> [Point annotation dataset lines]

"""

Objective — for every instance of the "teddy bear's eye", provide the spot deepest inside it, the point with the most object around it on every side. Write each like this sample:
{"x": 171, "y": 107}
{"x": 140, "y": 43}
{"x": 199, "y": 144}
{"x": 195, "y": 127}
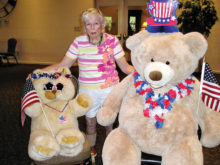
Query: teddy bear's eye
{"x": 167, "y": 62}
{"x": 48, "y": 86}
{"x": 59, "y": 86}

"""

> [TO DO] Edit the lines above by replacing "teddy bear's eye" with "stuffed toy's eye" and changing nothing else, and omit the picture from your output.

> [RESPONSE TO THE EXERCISE]
Objective — for every instance of the "stuffed toy's eye", provide the spot deepest inside it, the point with the most object around it on every side. Write each like this sample:
{"x": 171, "y": 107}
{"x": 140, "y": 43}
{"x": 199, "y": 144}
{"x": 195, "y": 127}
Query: stuffed toy's eye
{"x": 167, "y": 62}
{"x": 48, "y": 86}
{"x": 59, "y": 86}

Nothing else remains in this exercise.